(SOURCE MATERIAL)

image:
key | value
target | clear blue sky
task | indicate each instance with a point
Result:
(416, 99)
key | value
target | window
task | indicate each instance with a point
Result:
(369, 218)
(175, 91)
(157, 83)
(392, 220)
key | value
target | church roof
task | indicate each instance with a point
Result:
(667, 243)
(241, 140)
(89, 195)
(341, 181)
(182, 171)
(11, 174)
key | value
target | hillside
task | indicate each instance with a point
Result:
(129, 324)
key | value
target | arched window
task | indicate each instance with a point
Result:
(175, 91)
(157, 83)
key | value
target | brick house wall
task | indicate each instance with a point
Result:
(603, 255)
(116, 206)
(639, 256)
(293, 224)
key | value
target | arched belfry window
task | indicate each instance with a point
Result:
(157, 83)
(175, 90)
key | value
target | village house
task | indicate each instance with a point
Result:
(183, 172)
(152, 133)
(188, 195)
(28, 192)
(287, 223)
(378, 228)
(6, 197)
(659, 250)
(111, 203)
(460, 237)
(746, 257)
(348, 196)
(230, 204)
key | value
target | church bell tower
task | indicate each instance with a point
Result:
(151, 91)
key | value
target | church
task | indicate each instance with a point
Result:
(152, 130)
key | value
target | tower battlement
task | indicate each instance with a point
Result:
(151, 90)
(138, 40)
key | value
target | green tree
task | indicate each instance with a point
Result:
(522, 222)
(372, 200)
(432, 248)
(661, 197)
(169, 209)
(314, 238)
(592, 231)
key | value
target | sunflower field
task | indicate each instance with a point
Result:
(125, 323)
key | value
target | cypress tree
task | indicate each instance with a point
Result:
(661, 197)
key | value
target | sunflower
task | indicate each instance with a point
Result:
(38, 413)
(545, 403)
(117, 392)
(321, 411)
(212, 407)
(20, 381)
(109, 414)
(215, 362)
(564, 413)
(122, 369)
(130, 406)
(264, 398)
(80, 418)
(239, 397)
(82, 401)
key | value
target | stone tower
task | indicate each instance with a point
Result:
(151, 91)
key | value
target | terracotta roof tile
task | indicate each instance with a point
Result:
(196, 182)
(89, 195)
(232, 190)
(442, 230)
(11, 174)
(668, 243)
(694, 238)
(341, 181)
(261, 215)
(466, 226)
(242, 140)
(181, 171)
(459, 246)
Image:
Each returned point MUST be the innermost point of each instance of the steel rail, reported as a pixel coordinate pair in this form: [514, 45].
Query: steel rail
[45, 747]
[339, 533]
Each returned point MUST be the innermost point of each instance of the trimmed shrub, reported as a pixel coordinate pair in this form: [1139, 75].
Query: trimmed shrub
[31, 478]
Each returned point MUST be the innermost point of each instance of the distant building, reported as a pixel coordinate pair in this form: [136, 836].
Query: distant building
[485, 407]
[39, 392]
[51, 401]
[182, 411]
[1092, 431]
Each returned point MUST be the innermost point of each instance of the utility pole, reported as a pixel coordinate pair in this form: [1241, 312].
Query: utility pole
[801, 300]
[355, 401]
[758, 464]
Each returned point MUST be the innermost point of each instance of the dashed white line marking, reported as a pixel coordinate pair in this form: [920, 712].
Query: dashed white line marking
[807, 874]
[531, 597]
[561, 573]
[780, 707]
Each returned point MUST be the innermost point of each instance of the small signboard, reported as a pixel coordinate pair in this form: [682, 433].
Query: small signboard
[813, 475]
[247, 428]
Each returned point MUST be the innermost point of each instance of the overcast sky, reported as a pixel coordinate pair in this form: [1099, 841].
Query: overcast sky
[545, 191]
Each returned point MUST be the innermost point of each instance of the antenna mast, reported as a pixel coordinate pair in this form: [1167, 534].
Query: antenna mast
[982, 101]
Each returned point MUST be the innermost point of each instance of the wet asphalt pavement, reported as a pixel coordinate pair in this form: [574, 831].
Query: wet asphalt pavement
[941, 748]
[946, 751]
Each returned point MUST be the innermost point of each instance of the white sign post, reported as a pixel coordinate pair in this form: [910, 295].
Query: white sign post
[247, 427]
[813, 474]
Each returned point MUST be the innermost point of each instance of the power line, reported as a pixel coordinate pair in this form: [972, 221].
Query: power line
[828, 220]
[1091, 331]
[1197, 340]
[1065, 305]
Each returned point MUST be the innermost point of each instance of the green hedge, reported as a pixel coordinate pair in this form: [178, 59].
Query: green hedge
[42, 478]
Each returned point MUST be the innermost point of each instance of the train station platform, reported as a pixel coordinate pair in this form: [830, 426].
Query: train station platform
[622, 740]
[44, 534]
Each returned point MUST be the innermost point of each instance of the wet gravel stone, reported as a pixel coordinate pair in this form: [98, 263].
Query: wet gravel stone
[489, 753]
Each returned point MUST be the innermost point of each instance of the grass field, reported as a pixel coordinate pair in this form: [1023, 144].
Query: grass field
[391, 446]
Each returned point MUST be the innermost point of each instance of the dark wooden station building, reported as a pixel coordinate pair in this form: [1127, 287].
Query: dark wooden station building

(End SOURCE MATERIAL)

▸ WHAT IS NEEDED
Type the material above out again, exactly.

▸ RESULT OF THIS TASK
image:
key | value
target | clear blue sky
task | indicate each instance with a point
Result:
(416, 99)
key | value
target | window
task | indicate each instance with a point
Result:
(369, 218)
(175, 91)
(157, 83)
(392, 220)
key | value
target | church roof
task | indicate each instance with a point
Result:
(667, 243)
(241, 140)
(89, 195)
(341, 181)
(182, 171)
(11, 174)
key | value
target | hillside
task | indicate each instance with a point
Result:
(129, 324)
key | value
target | arched window
task | indicate each instance with a point
Result:
(175, 91)
(157, 83)
key | value
target | brick house wall
task | indicate each instance with a point
Result:
(603, 255)
(116, 206)
(639, 256)
(293, 224)
key | value
target | arched belfry window
task | indicate each instance with a point
Result:
(157, 83)
(175, 90)
key | value
target | village house
task | indicate each instance with a point
Result:
(183, 172)
(152, 133)
(188, 195)
(28, 192)
(287, 223)
(378, 228)
(6, 197)
(659, 250)
(111, 203)
(460, 237)
(746, 257)
(348, 196)
(230, 204)
key | value
target | church bell tower
task | indicate each instance with a point
Result:
(151, 91)
key | value
target | church
task | indicate each instance with a point
Result:
(152, 130)
key | value
target | tower battlement
task | indicate each instance with a point
Result:
(151, 90)
(138, 40)
key | value
target | green tree
task | indicate each instance with a point
Result:
(522, 222)
(372, 200)
(432, 248)
(661, 197)
(169, 209)
(314, 238)
(592, 231)
key | value
target | sunflower field
task | indicate each instance with a point
Result:
(125, 323)
key | value
target | cypress tree
task | indicate each instance with a point
Result:
(661, 197)
key | value
target | sunflower
task | indicate each instance with a point
Result:
(38, 413)
(545, 403)
(117, 392)
(321, 411)
(212, 407)
(20, 381)
(109, 414)
(215, 362)
(564, 413)
(122, 369)
(130, 406)
(264, 398)
(80, 418)
(239, 397)
(82, 401)
key | value
target | stone tower
task | indicate each instance with a point
Result:
(151, 91)
key | value
target | terracotta roof tile
task | indicate each instance with a point
Result:
(196, 182)
(89, 195)
(232, 190)
(442, 230)
(11, 174)
(668, 243)
(694, 238)
(341, 181)
(261, 215)
(466, 226)
(242, 140)
(181, 171)
(459, 246)
Image:
Each returned point MUST be the innermost point of each instance of the steel rail, reported as a pixel coordinate pair in this form: [514, 45].
Query: steel rail
[45, 747]
[339, 533]
Each returned point MUST be the innermost point of each instance of the trimmed shrub, reported as a pixel coordinate pair in this form: [1139, 75].
Query: trimmed shrub
[31, 478]
Each returned point MUST be the innermost point of each instance of the distant building, reported as a pixel coordinate pair in this form: [136, 836].
Query: distant building
[485, 407]
[39, 392]
[51, 401]
[182, 411]
[1092, 431]
Each returned point MUST be the innermost point of each instance of the utility pole, reported as a pixel coordinate pair in this form: [1241, 312].
Query: utility pole
[801, 300]
[355, 401]
[758, 464]
Each returned point MUST be the innermost point of each instance of the dashed white line marking, reported as a pixel coordinate pair in this form: [920, 712].
Query: dashed white line marking
[807, 874]
[531, 597]
[561, 573]
[780, 707]
Each returned point MUST be the innermost point of each instance of the small signboard, reported as a pixel coordinate pair in this form: [682, 433].
Query: small signboard
[813, 475]
[247, 428]
Each returned point MUST be the innermost point of each instance of the overcast sky, reported as a pixel coordinate pair in this form: [1099, 841].
Query: overcast sky
[545, 191]
Each returned point MUST be the innermost point of each instance of the antenna mast, reported as a pixel coordinate pair in this form: [1167, 534].
Query: antenna mast
[982, 101]
Each returned point MUST be the innermost point of each instance of the wet asphalt pavement, reported as a pixel coordinate pair in this form: [574, 831].
Query: wet asphalt pavement
[941, 748]
[946, 751]
Each returned point MUST be the innermost point of each instance of the white sign post, reported as a pixel coordinate pair in this form: [910, 295].
Query: white sign post
[247, 427]
[813, 474]
Each returned point MUST be the innermost point of each instance of the power line, reported as a pixel coordinate pair in this form: [972, 221].
Query: power line
[828, 220]
[1091, 331]
[1197, 340]
[1065, 305]
Each returned point MUST be the innermost point of each instance of the green hedge, reported as a pixel coordinate pair in this form: [178, 59].
Query: green hedge
[42, 478]
Each returned point MUST be the innermost point of each instance of the train station platform, reported as a pixel coordinate pair in this form: [830, 426].
Query: train station platform
[622, 740]
[44, 534]
Each returned point MUST be the innermost point of each instance of the wet gravel stone, reported as a pixel coordinate pair in this form: [98, 263].
Query: wet gravel stone
[489, 753]
Each returned point MUST be the innermost point of each instance of the grass field, reported as a pixel coordinate pair in this form: [1023, 144].
Query: grass field
[391, 446]
Each returned point MUST be the innermost point of each instance of the dark wooden station building, reported as a pixel coordinate pair in this form: [1127, 287].
Query: dark wooden station building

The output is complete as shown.